Pictures stay out; everything else in the entries below is to be duplicated exactly.
──────────
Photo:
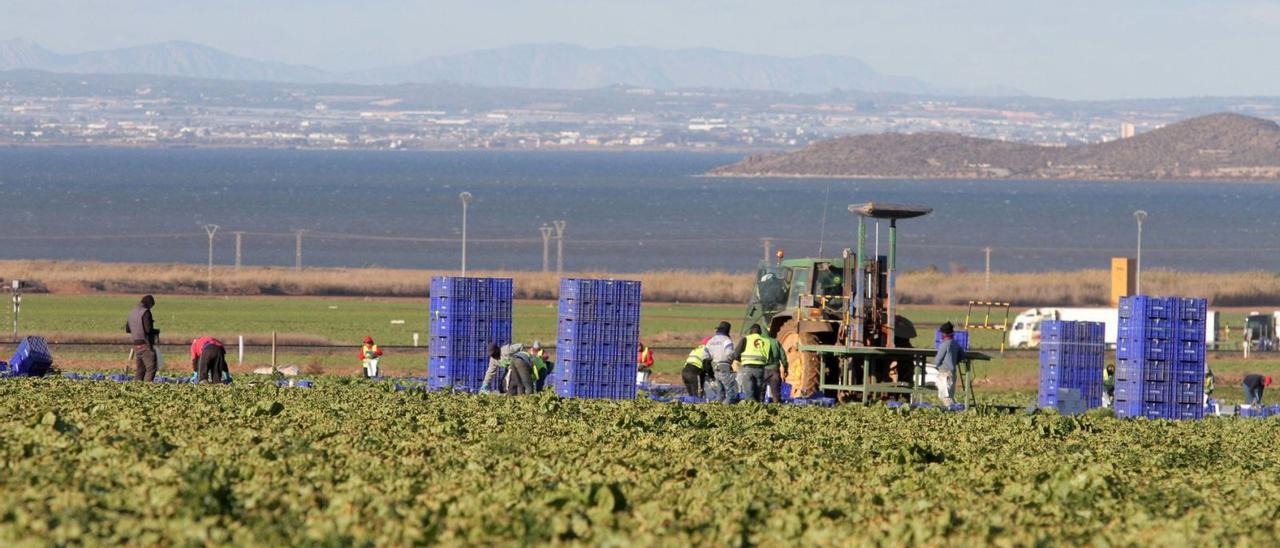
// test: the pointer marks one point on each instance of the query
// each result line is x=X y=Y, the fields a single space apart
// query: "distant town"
x=39 y=108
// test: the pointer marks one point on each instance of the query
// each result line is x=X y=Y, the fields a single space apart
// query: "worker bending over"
x=209 y=360
x=695 y=370
x=1253 y=386
x=720 y=352
x=644 y=364
x=524 y=369
x=369 y=356
x=947 y=359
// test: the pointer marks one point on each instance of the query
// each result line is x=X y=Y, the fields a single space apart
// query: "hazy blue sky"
x=1088 y=49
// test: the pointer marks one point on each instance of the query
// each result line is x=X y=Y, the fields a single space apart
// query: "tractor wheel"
x=803 y=375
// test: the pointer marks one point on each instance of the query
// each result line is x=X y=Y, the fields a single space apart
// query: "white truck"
x=1025 y=330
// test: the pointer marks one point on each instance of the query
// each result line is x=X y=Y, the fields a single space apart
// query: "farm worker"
x=695 y=369
x=776 y=369
x=1253 y=386
x=947 y=359
x=496 y=375
x=538 y=365
x=209 y=360
x=1208 y=384
x=755 y=352
x=141 y=325
x=369 y=355
x=520 y=369
x=548 y=365
x=1109 y=384
x=644 y=364
x=720 y=352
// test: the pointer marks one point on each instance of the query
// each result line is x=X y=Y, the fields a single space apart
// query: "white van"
x=1025 y=330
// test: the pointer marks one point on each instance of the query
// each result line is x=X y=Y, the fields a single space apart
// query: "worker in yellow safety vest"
x=644 y=364
x=696 y=369
x=757 y=352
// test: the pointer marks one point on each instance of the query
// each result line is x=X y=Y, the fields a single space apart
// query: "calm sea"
x=625 y=213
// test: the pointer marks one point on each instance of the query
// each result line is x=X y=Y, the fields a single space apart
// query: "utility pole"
x=547 y=247
x=560 y=245
x=987 y=250
x=1141 y=217
x=17 y=306
x=238 y=234
x=210 y=229
x=297 y=250
x=466 y=200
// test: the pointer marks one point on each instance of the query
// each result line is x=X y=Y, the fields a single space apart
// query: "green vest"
x=695 y=356
x=536 y=366
x=757 y=351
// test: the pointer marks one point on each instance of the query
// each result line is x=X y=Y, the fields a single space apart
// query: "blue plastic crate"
x=32 y=357
x=1147 y=306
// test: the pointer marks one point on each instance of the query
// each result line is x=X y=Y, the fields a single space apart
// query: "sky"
x=1069 y=49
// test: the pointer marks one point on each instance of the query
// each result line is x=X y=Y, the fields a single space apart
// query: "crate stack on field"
x=1072 y=362
x=1160 y=357
x=467 y=315
x=597 y=338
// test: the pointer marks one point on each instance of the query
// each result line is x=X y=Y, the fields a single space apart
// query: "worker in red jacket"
x=644 y=364
x=369 y=355
x=209 y=360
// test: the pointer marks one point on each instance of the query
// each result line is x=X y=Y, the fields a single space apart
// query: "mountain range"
x=543 y=65
x=1216 y=146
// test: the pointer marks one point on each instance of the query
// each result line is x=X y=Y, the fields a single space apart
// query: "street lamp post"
x=1141 y=217
x=466 y=200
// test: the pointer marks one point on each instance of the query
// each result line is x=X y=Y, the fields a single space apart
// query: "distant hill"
x=543 y=67
x=183 y=59
x=1216 y=146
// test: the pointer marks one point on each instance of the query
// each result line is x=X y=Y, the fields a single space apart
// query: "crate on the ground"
x=32 y=357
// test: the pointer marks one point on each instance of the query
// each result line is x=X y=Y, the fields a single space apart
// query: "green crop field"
x=352 y=462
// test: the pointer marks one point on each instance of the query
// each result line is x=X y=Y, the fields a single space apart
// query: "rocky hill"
x=1217 y=146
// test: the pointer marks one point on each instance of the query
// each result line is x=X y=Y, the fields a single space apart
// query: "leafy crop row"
x=352 y=462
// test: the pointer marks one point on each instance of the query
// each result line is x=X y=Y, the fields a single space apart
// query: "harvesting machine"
x=837 y=319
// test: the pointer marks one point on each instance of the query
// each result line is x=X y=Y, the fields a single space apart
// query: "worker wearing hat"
x=950 y=354
x=369 y=356
x=696 y=369
x=720 y=352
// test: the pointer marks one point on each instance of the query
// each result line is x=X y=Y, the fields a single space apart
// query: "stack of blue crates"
x=467 y=315
x=1072 y=356
x=597 y=338
x=32 y=357
x=1160 y=357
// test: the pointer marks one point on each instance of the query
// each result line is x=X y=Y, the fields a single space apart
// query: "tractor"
x=836 y=332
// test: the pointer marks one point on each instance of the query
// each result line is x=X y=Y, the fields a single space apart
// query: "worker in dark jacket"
x=209 y=360
x=1253 y=386
x=141 y=325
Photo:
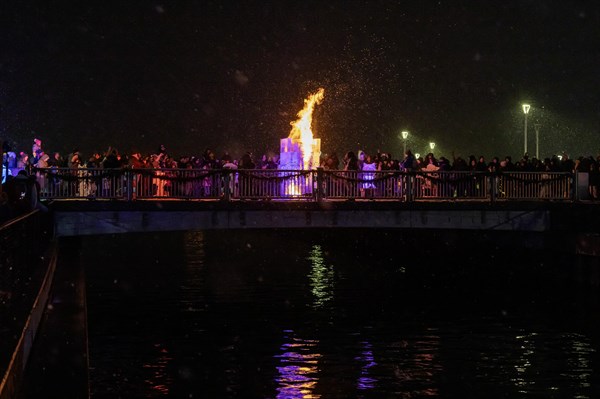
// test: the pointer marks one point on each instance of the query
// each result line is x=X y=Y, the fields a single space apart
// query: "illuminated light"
──────────
## Answer section:
Photo:
// test: the pointer marks one point on each instance of the query
// each result line is x=X y=Y, the fields a single space apart
// query: "distant town"
x=39 y=108
// test: the pointer marks one point on each instance of the query
// each result line is x=X y=Y, the fields a single space apart
// query: "worker bending over"
x=209 y=360
x=695 y=370
x=1253 y=386
x=720 y=352
x=644 y=364
x=524 y=369
x=369 y=356
x=947 y=359
// test: the pointer marks one point on each instance of the query
// each result line is x=X y=Y, the fields a single space apart
// query: "hazy blue sky"
x=1088 y=49
// test: the pointer marks one point on each instance of the query
// each result line is x=X y=Y, the fields a single space apart
// query: "tractor wheel"
x=803 y=375
// test: the pointer marks one point on each instance of the query
// each result line is x=X y=Y, the fields a single space apart
// query: "white truck"
x=1025 y=330
// test: the pointer marks one point on each instance of the query
// each result line is x=X y=Y, the fields a single space apart
// query: "farm worker"
x=695 y=369
x=776 y=369
x=1253 y=386
x=947 y=359
x=496 y=375
x=538 y=365
x=209 y=360
x=1208 y=384
x=755 y=352
x=141 y=325
x=369 y=355
x=520 y=369
x=548 y=365
x=1109 y=384
x=644 y=364
x=720 y=352
// test: the pointer marks one point on each instance of the query
// each result line is x=X y=Y, the fields a single space apart
// query: "white van"
x=1025 y=330
// test: the pointer marks one point on each instance of the query
// each result line is x=X y=Y, the fields a single space apart
// query: "worker in yellow safety vest"
x=644 y=364
x=696 y=369
x=757 y=352
// test: the pointer marks one point on each instance of the query
// each result line is x=X y=Y, the fields a single space apart
// query: "calm sea"
x=625 y=213
// test: the pointer marks one point on each instance of the query
// each result line is x=X y=Y, the fields a single space apart
// query: "utility pole"
x=547 y=247
x=560 y=245
x=987 y=250
x=1141 y=217
x=17 y=306
x=238 y=234
x=210 y=229
x=297 y=250
x=466 y=200
// test: the pointer marks one point on each instance of the query
// each result line is x=X y=Y, the fields a single space apart
// query: "green vest"
x=695 y=356
x=536 y=366
x=757 y=351
// test: the pointer marks one point on each instance of the query
// each result line is x=X y=Y, the fields a single space apart
// query: "blue plastic crate"
x=32 y=357
x=1147 y=306
// test: the pointer marks one point on each instance of the query
// each result line is x=X y=Y, the fields a single space apart
// query: "sky"
x=1069 y=49
// test: the pointer marks one point on each instance of the query
// each result line is x=X y=Y, the fields a single space apart
// query: "crate stack on field"
x=1072 y=362
x=1160 y=357
x=467 y=315
x=597 y=338
// test: the pointer marks one point on each instance of the query
// each result line is x=X y=Y, the fields a single space apart
// query: "worker in red jacket"
x=644 y=364
x=369 y=355
x=209 y=360
// test: the pointer marks one point on each instance of the query
// each result line is x=X y=Y, the fields a single space apart
// query: "mountain range"
x=543 y=65
x=1216 y=146
// test: the pointer marks one point on each instance of the query
// each result line is x=X y=Y, the fields a single space apart
// query: "street lamp post"
x=1141 y=217
x=466 y=200
// test: the pointer marks one point on each instance of the query
// each result line is x=X y=Y, the fields a single space apart
// query: "distant hill"
x=543 y=67
x=183 y=59
x=1216 y=146
// test: the pointer marks one point on each instance of the query
// each result line is x=X y=Y, the fields a single space apart
// query: "crate on the ground"
x=32 y=357
// test: the pointer marks one point on each instance of the query
// each result line is x=X y=Y, the fields a single space apart
// query: "green crop field"
x=352 y=462
// test: the pointer marks one point on each instance of the query
// each result line is x=X y=Y, the fields a single space apart
// query: "rocky hill"
x=1217 y=146
// test: the pointer marks one point on each instance of the query
// each result line is x=X y=Y, the fields a single space apart
// query: "leafy crop row"
x=352 y=462
// test: the pointer marks one point on each instance of the query
// each result line is x=X y=Y, the fields a single space apart
// query: "harvesting machine"
x=837 y=319
// test: the pointer marks one point on each instance of the query
// each result line is x=X y=Y, the fields a single space apart
// query: "worker wearing hat"
x=950 y=354
x=369 y=356
x=696 y=369
x=720 y=352
// test: the pointer marks one point on each instance of the query
// each result line is x=X y=Y, the fields a single space apart
// query: "stack of blue crates"
x=467 y=315
x=1072 y=356
x=597 y=338
x=32 y=357
x=1160 y=357
// test: the pointer marks one point on each instance of the query
// each result line is x=X y=Y, the fields a single space apart
// query: "tractor"
x=836 y=332
// test: the pointer marks one point on each instance of the query
// each result line is x=X y=Y, the fields a single space apart
// query: "worker in dark jacket"
x=209 y=360
x=1253 y=386
x=141 y=325
Photo:
// test: the pointer marks one point on each instance of the query
// each result line is x=X y=Y, the fields a single space apart
// query: "illuminated light"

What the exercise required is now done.